**BRIEF 1**
Report how many lines of the entries below contain the string "clicks". Give only the number.

2. A device according to claim 1 in which each said panel is formed of shatterproof material.
3. A device according to claim 2 in which each said panel is transparent.
4. A device according to claim 3 in which said collection means is transparent.
5. A device according to claim 1 in which said support means comprises a plurality of spaced generally vertical support members, a plurality of upper and lower cross frame members, one of said upper members and one of said lower members being mounted transversely between each adjacent pair of vertical support members.
6. A device according to claim 5 in which each said panel is formed of shatterproof material.
7. A device according to claim 6 in which each said panel is transparent.
8. A device according to claim 7 in which said collection means is transparent.
9. A device according to claim 5 in which each said vertical support member comprises an upper portion, a lower portion, and socket means for axially conjoining said upper portion with said lower portion and removably securing it thereto.
10. A device according to claim 9 in which each of said panels is hinged to an adjacent one of said upper portion of said vertical support member.
11. A device according to claim 10 in which each said panels engages an adjacent one of said upper cross frame members when said segment is in said closed position.
12. A device according to claim 11 in which each said panel is formed of shatterproof material.
13. A device according to claim 12 in which each said panel is transparent.
14. A device according to claim 13 in whcih said collection means is transparent.
15. A device according to claim 5 in which said collection means has a plurality of side portions, each of which is secured to and converginingly depends from an adjacent one of said upper cross frame members to form a mouth, an exit frame member attached to said side portions and having an opening defined therethrough providing egress therefrom.
16. A device according to claim 15 in which said exit frame member has an adjustable rim defined therewith in circumscription about said egress opening and having a slotted channel defined therein, support rods operatively disposed within said slotted channel and depending therefrom; chute means attached to said support rods beneath said exit from and rotatable in said channel to provide a preselected direction of ball return for said chute.
17. A device according to claim 16 in which each said vertical support member comprises an upper portion, a lower portion, and socket means for axially conjoining said upper portion with said lower portion and removably securing it thereto.

**BRIEF 2**
Answer these questions on the patent claims above:
(a) Under claim 7, what property does each panel have?
(b) Under claim 9, what means axially conjoins the upper portion of each vertical support member with its lower portion?
(c) Under claim 15, what do the side portions of the collection means form?

[Saved data entries]

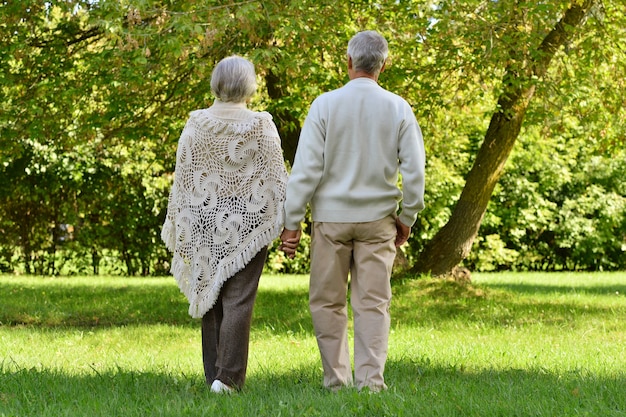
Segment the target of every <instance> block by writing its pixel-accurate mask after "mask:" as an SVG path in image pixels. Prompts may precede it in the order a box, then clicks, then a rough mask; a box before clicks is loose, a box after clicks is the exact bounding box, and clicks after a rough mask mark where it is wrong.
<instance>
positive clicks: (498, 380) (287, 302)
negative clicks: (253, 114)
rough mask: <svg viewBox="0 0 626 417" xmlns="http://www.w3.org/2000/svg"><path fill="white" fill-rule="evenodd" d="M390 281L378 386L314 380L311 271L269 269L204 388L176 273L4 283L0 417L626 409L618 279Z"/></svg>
mask: <svg viewBox="0 0 626 417" xmlns="http://www.w3.org/2000/svg"><path fill="white" fill-rule="evenodd" d="M472 279H473V283H472V284H471V285H462V284H458V283H455V282H449V281H440V280H431V279H420V280H406V281H394V285H393V291H394V300H393V304H392V333H391V336H390V346H389V360H388V362H387V371H386V379H387V384H388V385H389V390H387V391H385V392H383V393H380V394H365V393H359V392H357V391H356V390H352V389H346V390H342V391H340V392H339V393H336V394H334V393H329V392H327V391H325V390H324V389H322V388H321V380H322V374H321V364H320V360H319V354H318V351H317V346H316V343H315V337H314V334H313V330H312V324H311V321H310V316H309V313H308V306H307V277H304V276H264V277H263V278H262V280H261V287H260V289H259V295H258V300H257V304H256V308H255V315H254V323H253V329H252V336H251V346H250V364H249V369H248V380H247V383H246V387H245V389H244V391H243V392H241V393H238V394H236V395H233V396H217V395H215V394H211V393H210V392H209V391H208V389H207V387H206V385H205V384H204V380H203V375H202V358H201V351H200V329H199V322H198V321H197V320H193V319H191V318H190V317H189V316H188V315H187V305H186V302H185V299H184V297H183V296H182V295H181V294H180V292H179V291H178V289H177V287H176V285H175V283H174V280H173V279H172V278H170V277H163V278H119V277H69V278H42V277H15V276H1V277H0V416H1V417H8V416H19V417H27V416H28V417H37V416H42V417H43V416H46V417H47V416H55V417H56V416H72V417H76V416H90V417H94V416H176V417H180V416H228V417H236V416H481V417H482V416H626V273H593V274H587V273H559V274H524V273H498V274H474V275H473V277H472Z"/></svg>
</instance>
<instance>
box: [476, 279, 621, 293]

**REPLY 1**
3

**REPLY 2**
(a) Each panel is transparent.
(b) Socket means.
(c) A mouth.